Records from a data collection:
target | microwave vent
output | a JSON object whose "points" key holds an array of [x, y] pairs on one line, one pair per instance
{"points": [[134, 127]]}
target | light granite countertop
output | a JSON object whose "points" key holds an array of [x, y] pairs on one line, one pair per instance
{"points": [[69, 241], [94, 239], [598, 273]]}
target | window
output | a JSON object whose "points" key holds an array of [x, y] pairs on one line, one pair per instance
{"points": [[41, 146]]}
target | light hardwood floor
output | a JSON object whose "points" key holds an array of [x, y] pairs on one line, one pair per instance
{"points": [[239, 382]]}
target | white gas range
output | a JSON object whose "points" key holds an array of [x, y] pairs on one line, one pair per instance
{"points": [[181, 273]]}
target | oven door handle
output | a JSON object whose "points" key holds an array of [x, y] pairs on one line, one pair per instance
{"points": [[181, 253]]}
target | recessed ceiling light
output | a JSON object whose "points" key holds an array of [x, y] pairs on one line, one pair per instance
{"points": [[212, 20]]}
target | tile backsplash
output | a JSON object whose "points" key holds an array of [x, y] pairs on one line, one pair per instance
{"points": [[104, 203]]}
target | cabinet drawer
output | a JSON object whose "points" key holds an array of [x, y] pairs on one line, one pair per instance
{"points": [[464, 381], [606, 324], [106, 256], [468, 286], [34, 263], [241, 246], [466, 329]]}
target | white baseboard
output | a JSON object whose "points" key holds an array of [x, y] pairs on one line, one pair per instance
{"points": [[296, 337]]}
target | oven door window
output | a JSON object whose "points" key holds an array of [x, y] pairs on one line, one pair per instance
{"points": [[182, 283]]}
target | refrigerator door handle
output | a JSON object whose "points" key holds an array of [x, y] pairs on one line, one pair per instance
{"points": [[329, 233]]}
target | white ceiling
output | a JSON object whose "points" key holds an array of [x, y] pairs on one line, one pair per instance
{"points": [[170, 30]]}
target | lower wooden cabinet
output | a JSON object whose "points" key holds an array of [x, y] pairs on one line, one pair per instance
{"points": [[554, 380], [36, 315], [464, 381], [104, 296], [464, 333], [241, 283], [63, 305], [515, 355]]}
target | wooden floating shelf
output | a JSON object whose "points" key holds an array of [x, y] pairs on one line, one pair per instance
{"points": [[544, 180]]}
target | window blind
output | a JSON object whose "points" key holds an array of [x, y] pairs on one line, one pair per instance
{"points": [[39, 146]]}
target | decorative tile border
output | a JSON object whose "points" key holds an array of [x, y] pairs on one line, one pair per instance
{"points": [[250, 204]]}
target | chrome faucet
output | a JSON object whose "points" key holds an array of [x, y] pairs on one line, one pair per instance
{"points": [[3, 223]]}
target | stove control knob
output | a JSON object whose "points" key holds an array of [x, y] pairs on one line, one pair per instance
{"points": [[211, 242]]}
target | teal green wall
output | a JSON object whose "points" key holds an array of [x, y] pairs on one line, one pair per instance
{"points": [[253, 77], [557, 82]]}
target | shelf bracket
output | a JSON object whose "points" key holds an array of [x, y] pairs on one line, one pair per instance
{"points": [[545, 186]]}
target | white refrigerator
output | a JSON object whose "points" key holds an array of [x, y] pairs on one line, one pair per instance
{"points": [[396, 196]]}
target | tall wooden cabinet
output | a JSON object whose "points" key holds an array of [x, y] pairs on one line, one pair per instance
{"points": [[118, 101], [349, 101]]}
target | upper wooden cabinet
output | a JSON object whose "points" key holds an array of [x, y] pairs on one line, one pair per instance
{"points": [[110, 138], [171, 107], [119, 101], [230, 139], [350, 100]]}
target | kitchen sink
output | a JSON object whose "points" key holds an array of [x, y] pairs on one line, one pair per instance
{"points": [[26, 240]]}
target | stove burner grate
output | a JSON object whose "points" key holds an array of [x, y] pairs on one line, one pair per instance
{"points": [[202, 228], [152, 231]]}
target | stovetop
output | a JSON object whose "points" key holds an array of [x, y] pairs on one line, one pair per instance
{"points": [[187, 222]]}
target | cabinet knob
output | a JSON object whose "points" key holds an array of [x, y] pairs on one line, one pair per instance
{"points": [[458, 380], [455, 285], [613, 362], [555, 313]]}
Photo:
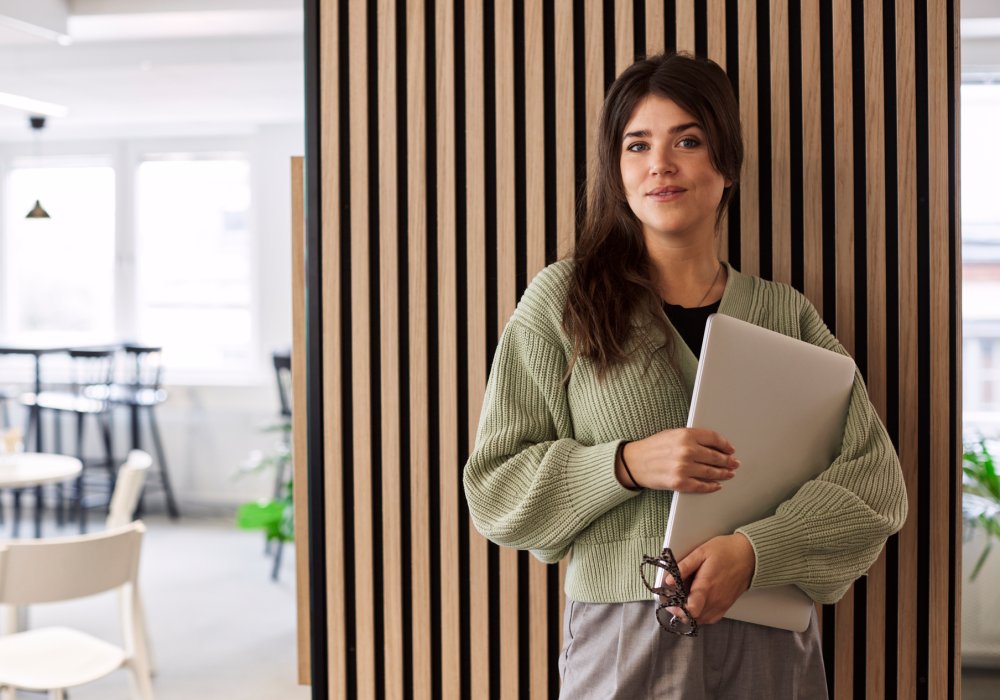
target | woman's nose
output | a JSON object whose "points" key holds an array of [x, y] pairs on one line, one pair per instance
{"points": [[661, 163]]}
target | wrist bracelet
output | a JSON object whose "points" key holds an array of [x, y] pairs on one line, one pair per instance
{"points": [[636, 486]]}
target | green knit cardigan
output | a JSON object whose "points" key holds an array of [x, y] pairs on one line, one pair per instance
{"points": [[542, 474]]}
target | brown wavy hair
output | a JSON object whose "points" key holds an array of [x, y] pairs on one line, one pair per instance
{"points": [[612, 274]]}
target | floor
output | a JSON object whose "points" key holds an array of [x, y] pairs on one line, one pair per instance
{"points": [[219, 626]]}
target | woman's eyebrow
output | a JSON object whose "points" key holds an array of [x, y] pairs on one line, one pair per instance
{"points": [[646, 133]]}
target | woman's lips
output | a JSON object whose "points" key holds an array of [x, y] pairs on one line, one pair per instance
{"points": [[665, 194]]}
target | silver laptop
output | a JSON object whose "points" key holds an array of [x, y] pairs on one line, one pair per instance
{"points": [[782, 403]]}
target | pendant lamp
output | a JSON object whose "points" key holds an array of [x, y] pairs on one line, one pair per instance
{"points": [[37, 211]]}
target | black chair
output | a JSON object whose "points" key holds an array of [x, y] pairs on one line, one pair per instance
{"points": [[141, 393], [86, 394]]}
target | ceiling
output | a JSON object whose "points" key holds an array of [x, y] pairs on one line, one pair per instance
{"points": [[152, 67]]}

Task goal:
Reproduce verbatim the lines of the records beginning with the line containing "target | pendant lamp" and continuing through the end of the records, both ends included.

Reply:
target | pendant lamp
output | a JSON object whose "points" key holds an array of [x, y] pairs on one line, one pair per instance
{"points": [[37, 211]]}
target | black chair
output | a JSON object whose "points" key holds an array of [x, y] pairs on one line, one pair per instance
{"points": [[141, 393], [86, 394]]}
target | ceiling
output | a JSON object whose "points" key holds an array of [x, y] pairs on one line, one pair per instance
{"points": [[152, 67]]}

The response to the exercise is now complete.